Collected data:

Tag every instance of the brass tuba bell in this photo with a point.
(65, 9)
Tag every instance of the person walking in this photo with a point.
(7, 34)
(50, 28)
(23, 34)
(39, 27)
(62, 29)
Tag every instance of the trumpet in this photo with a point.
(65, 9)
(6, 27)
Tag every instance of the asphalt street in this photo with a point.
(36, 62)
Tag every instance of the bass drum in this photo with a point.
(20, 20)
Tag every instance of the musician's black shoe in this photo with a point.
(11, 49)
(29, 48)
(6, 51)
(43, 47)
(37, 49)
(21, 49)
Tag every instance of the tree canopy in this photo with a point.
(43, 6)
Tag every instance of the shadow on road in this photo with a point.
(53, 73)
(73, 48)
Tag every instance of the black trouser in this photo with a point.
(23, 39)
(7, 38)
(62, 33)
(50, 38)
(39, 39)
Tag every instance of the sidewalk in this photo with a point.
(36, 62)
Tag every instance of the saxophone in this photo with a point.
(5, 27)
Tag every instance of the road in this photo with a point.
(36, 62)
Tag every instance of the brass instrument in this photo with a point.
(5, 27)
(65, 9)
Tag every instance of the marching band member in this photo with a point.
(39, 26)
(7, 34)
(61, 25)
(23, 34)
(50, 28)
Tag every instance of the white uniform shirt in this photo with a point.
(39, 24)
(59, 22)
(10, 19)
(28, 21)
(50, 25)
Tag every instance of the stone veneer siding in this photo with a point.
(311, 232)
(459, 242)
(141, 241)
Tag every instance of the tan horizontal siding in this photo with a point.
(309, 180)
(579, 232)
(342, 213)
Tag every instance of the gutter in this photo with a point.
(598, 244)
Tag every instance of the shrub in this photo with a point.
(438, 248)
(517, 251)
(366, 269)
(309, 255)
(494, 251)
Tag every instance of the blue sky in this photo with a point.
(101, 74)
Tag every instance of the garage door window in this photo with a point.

Exercise instructions: Every single line of the data above must be set down again exactly.

Written solution:
Tag every instance of the brass tuba bell in this photo with a point.
(65, 9)
Tag every instance of the person walking in this photo with a point.
(7, 34)
(50, 28)
(23, 34)
(39, 27)
(62, 29)
Tag every instance of the trumpet in this photo with a point.
(65, 9)
(6, 27)
Tag every instance of the asphalt street in this photo with a point.
(36, 62)
Tag every instance of the bass drum in this photo with a point.
(20, 20)
Tag every instance of the musician's black shoe in this photo with a point.
(11, 49)
(29, 48)
(6, 51)
(43, 47)
(37, 49)
(21, 49)
Tag every instance of the tree canopy in this photo with a point.
(43, 6)
Tag every instance of the shadow on road in this photo with a point.
(53, 73)
(73, 48)
Tag every instance of the black trouser in this photo with a point.
(23, 39)
(7, 38)
(62, 33)
(50, 38)
(39, 39)
Tag every instance of the sidewalk in this photo with a point.
(36, 62)
Tag every instance of the saxophone in this photo with a point.
(5, 27)
Tag every instance of the road in this photo with a point.
(36, 62)
Tag every instance of the brass instrument in this photo with a point.
(5, 27)
(65, 9)
Tag every instance of the marching band member in this photo with a point.
(39, 26)
(7, 34)
(61, 25)
(23, 34)
(50, 28)
Tag every instance of the white uniform shirt in this photo with a point.
(39, 24)
(59, 22)
(10, 19)
(28, 21)
(50, 25)
Tag every instance of the stone veneer siding in this photo with a point.
(311, 232)
(459, 242)
(141, 241)
Tag every instance of the tan horizontal siding in this photo with a point.
(309, 180)
(579, 232)
(342, 213)
Tag every instance of the gutter in this photo with a point.
(598, 244)
Tag every instance of the shrub in this photo with a point.
(438, 248)
(517, 251)
(366, 269)
(309, 255)
(494, 251)
Tag every instance of the blue sky in this photo with a point.
(101, 74)
Tag every instance of the garage door window in this photo with a point.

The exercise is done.